12th Sunday in Ordinary Time B

Glenstal, 20.06.2021, 10 a.m.

Job 38:1-4, 8-11 2 Corinthians 5:14-17 Mark 4:35-41

 

Where were you when I laid the foundation of the earth? (Job 38:1) Who shut in the sea with doors when it burst out from the womb? (Job 38:4)

On hearing these words Job must have thought that God was entirely alone when he made the world, and that, being all-wise and all-powerful, our Creator had no need of an agent to carry out his work. But in the Prologue to the Fourth Gospel we read: In the beginning was the Word, and the Word was with God, and the Word was God. He was with God in the beginning. All things came into being by him, and nothing has come into being except through him (Jn 1:1-3). These verses tell us in the clearest terms that in fact God is not a lonely being, and he always acts through the agency of his eternal companion – the Word who became flesh and dwelt among us (cf. Jn 1:1-3) in the person of Jesus of Nazareth.

None of the so-called synoptic gospels – those of Matthew, Mark and Luke – refer to Jesus Christ as the divine Word incarnate, but they too make many allusions to Jesus’ divine nature. For instance, they present Jesus as a man who performs some of the actions that Holy Scripture attributes to God alone, as is the case in today’s third reading, taken from the Gospel of Mark. So let us take a quick look at the main points of the story.

DIRECTION 1:
Answer these questions from the homily:
(a) From which Gospel is today's third reading taken?
(b) Which three gospels does the homily call the synoptic gospels?
(c) In the Prologue to the Fourth Gospel, who was the Word with in the beginning?
DIRECTION 2:
Decide whether each statement agrees with the homily. Answer yes or no, and quote the words that settle it.
(a) The synoptic gospels refer to Jesus Christ as the divine Word incarnate.
(b) The homily was given at Glenstal at 10 a.m.
(c) The verses from John show that God is a lonely being.
DIRECTION 3: Write the next part of the homily on the 12th Sunday in Ordinary Time, starting after its final sentence.
The listing after this point is separate material, unrelated to the homily.

MATERIAL PROVIDED:
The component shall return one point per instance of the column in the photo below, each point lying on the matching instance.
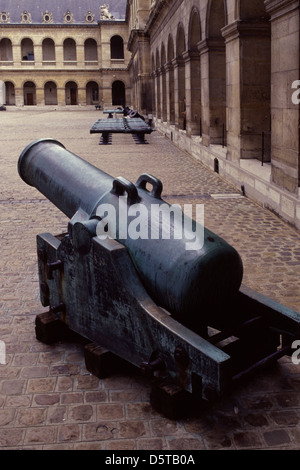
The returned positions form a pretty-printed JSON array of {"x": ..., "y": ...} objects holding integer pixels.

EXERCISE RESPONSE 1:
(a) The Gospel of Mark.
(b) Matthew, Mark and Luke.
(c) God.

EXERCISE RESPONSE 2:
(a) No: "None of the so-called synoptic gospels – those of Matthew, Mark and Luke – refer to Jesus Christ as the divine Word incarnate"
(b) Yes: "Glenstal, 20.06.2021, 10 a.m."
(c) No: "in fact God is not a lonely being"

EXERCISE RESPONSE 3:
The boat in which Jesus and his disciples were sailing across the Sea of Galilee was being tossed about by a mighty storm. Woken up by his terrified disciples, Jesus ordered the wind to cease, and the sea to be still, and at once they obeyed his command. Seeing this, the disciples could not but have remembered the words of psalm 107: they cried to the Lord in their need and he rescued them from their distress. He stilled the storm to a whisper: all the waves of the sea were hushed (Ps 107, 29). This was how God had rescued those who were about to be swallowed up by the waves, so the disciples asked themselves: “Who then is this, that even the wind and the sea obey him?” (Mk 4:41)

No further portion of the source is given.